Pamguard_tips_tricks

Click Detector Window

A way to view “clicks” as they scroll.

Click Detector Tab

This is your main screen. You will see a lot of this click detector tab. ☺ See the descriptions on the previous page for what these do.

Bearing Time Display

Not many tips. Here is what I can come up with:

  1. This screen shows all clicks/blips/creaks/plops that trigger the settings. So, you still need to search for the clicks of interest.
  2. You get one minute before you lose your clicks. If you get a busy screen and are nervous you are going to miss something, freeze the display by ticking the box in the upper right hand corner. Or make the time span bigger, for example to 2 minutes, until you catch up.
--------------------------------
▶ **Brief 1**: From the PAMGuard tips text, list every type of sound that the Bearing Time Display screen shows.
▶ **Brief 2**: According to the PAMGuard tips text, how long do you get before you lose your clicks?
Answer using only the PAMGuard tips text.
--------------------------------
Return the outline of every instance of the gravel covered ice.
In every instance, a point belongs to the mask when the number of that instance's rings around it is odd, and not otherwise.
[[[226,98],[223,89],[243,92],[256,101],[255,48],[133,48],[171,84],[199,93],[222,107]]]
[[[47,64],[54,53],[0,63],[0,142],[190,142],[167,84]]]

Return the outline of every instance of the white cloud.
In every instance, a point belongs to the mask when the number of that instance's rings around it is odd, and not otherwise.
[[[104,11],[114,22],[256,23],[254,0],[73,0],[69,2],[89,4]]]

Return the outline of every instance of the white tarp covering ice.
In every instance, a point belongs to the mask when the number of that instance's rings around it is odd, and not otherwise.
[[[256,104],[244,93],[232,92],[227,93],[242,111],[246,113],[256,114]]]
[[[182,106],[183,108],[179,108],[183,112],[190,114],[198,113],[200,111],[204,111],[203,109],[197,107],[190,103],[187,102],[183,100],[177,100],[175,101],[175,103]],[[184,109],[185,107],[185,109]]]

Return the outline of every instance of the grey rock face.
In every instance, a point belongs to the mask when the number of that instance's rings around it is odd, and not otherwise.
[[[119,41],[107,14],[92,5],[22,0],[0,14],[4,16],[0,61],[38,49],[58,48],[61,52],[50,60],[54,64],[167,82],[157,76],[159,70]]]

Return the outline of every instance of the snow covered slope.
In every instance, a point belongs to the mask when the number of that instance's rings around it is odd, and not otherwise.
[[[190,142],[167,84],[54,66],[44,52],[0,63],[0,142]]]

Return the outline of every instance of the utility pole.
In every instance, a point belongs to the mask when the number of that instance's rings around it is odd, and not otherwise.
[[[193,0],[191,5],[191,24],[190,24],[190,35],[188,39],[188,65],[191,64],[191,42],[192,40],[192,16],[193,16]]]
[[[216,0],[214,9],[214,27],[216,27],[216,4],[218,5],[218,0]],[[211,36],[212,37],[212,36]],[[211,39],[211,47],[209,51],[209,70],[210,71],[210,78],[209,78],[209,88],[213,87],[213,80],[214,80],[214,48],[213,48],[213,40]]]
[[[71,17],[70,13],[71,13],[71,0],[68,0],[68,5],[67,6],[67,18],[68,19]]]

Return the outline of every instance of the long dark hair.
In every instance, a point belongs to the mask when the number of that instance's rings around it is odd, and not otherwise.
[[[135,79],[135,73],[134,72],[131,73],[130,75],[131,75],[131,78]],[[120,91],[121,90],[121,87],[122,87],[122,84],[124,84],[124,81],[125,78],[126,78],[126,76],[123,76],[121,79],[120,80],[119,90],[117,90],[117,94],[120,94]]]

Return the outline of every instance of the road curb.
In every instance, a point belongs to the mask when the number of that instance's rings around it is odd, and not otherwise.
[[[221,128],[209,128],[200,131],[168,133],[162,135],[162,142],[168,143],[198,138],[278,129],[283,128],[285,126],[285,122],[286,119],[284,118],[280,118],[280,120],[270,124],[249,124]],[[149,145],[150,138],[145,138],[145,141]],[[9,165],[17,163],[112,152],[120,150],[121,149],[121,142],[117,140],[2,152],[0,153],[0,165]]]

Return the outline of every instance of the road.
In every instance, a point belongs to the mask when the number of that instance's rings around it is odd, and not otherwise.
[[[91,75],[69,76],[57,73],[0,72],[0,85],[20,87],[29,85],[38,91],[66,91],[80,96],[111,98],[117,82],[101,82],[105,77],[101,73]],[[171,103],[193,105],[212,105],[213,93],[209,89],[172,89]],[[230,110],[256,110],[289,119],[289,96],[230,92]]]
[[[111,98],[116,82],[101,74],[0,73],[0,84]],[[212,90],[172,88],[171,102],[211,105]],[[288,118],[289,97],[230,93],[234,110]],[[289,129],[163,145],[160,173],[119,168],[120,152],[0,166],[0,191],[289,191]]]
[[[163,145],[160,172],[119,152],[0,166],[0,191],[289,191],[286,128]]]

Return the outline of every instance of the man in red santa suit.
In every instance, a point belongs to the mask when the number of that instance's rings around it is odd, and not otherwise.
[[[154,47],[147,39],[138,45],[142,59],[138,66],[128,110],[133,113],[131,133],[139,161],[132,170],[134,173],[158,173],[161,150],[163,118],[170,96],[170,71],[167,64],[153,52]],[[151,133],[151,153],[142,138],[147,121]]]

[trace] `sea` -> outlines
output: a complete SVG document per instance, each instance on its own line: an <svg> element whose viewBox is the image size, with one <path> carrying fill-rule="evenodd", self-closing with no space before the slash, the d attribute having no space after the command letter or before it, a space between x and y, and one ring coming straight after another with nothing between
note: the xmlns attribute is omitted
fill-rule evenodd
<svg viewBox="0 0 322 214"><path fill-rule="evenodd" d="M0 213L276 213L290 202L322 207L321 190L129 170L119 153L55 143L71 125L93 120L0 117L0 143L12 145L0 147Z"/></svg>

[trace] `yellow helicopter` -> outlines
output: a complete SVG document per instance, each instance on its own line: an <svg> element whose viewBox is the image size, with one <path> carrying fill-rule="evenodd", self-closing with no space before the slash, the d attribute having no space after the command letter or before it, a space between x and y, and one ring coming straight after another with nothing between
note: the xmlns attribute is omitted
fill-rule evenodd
--------------------------------
▶ **Solution 1**: clicks, blips, creaks, plops

▶ **Solution 2**: One minute.